The problem here is that the "dime" bag of heroin has been a market staple since at least the 1970's -- when, contrary to the AP story, crack was not on the market. Even cheaper heroin doses were available before that, going back to William Burroughs in the 1950's, though, to be fair, these do not take inflation into account.

Indeed, $10 bags were the most common unit on the street when I was using in the mid-1980's, in crack's heyday. And as Jack Shafer pointed out in Slate way back in 1996, tales of "new, purer" heroin have been with us for decades.

This kind of shallow reporting is why the media loses credibility -- a simple Google search or call to an academic expert on drugs or even a conversation with a long-time addict would reveal that $10 bags are not news.

And that's not the only problem with this story. It also claims that "heroin metabolizes in the body so quickly that medical examiners often cannot pinpoint the drug as a cause of death," which would be news to those who test positive for it in their urine many hours after using. It's true that "heroin overdoses" are usually more accurately defined as "multiple drug overdoses," so determining the role of heroin in the death is hard -- but that's not because heroin is metabolized instantly.

Indeed, the story's claims of "instant" overdoses where the addict doesn't have time to even remove the needle from their arm are themselves problematic. While synthetic opioids like fentanyl may produce rapid death -- and fentanyl is sometimes sold as heroin -- heroin overdoses more typically take hours because the drug kills by slowly stopping breathing.

Point localization data:
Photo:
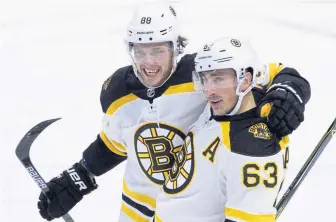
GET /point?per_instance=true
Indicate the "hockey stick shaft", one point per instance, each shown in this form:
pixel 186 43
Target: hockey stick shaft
pixel 22 152
pixel 306 168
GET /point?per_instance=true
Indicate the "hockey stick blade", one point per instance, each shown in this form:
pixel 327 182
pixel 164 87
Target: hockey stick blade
pixel 22 152
pixel 306 168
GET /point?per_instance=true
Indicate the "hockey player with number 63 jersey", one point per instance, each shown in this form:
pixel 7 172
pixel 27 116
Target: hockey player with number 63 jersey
pixel 231 167
pixel 148 107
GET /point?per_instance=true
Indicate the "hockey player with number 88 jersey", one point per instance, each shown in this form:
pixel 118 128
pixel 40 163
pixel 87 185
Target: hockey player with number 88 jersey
pixel 231 167
pixel 148 108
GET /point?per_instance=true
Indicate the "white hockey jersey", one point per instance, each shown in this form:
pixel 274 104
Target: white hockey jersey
pixel 149 132
pixel 228 170
pixel 149 128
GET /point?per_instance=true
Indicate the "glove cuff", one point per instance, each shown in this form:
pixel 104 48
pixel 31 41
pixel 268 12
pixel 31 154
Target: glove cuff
pixel 287 88
pixel 80 179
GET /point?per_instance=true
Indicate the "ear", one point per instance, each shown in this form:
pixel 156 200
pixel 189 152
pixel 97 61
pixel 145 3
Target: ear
pixel 247 81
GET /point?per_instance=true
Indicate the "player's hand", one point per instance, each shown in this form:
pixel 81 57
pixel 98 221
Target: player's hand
pixel 65 191
pixel 285 110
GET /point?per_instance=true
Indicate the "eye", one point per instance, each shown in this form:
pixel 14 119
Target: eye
pixel 139 53
pixel 158 51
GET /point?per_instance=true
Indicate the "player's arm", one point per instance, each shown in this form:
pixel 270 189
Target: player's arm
pixel 106 152
pixel 109 149
pixel 253 178
pixel 288 93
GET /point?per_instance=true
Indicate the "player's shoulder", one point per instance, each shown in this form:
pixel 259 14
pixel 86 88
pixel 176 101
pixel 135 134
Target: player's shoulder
pixel 250 136
pixel 116 86
pixel 184 68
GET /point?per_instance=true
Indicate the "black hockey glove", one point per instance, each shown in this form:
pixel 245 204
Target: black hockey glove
pixel 65 192
pixel 287 109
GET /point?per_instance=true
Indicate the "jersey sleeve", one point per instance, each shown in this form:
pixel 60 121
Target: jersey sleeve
pixel 109 148
pixel 252 184
pixel 279 75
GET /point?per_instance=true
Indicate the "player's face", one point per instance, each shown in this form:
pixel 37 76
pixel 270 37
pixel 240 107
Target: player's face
pixel 220 90
pixel 153 62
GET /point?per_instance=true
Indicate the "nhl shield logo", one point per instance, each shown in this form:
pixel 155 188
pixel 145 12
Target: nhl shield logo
pixel 235 42
pixel 260 130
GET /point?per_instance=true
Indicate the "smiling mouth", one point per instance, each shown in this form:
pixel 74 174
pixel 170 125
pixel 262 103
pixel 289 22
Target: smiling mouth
pixel 151 73
pixel 215 101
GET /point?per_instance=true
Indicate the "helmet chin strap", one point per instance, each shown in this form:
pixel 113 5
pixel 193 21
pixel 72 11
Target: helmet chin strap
pixel 240 95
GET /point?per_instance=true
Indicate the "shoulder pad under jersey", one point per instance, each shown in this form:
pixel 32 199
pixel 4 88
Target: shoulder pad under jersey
pixel 115 87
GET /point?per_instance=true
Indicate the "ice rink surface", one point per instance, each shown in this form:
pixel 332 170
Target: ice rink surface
pixel 55 55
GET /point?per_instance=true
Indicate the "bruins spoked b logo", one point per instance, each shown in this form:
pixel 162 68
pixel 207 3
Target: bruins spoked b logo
pixel 156 149
pixel 183 167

■ **Questions**:
#1 Render this sentence from the piece on heroin reporting in Spanish: "Indeed, $10 bags were the most common unit on the street when I was using in the mid-1980's, in crack's heyday."
#2 Name every specific drug mentioned in the piece on heroin reporting.
#3 Write a continuation of the piece on heroin reporting, starting after its final sentence.
The entries are separate material with no connection to the piece on heroin reporting.

■ **Results by task**:
#1 De hecho, las bolsas de 10 dólares eran la unidad más común en la calle cuando yo consumía a mediados de los años ochenta, en el apogeo del crack.

#2 Heroin, crack, fentanyl

#3
That's where the AP could have found a real story -- one that might actually help save lives. There is an antidote that can reverse opioid overdoses, which is safe and effective and has been quietly working miracles around the country in cities where health activists and city health departments have been distributing it to drug users, usually through needle exchange programs.

It's called naloxone -- and I've written about it previously here and here.

Unfortunately, needle-exchanged-based programs can't reach new users who are at highest risk for overdose -- but there is a way to get this antidote into their hands when it is needed and curb the deadly toll of overdose death. Naloxone should be made available over-the-counter and it should be placed in every first aid kit.

That way, even if parents don't know their children are using or if a new user overdoses with friends, the antidote is much more likely to be nearby. The story of a drug policy that hasn't attempted to save lives in this cheap, effective manner is one that hasn't been told hundreds of times -- and it's much fresher than the $10 bag.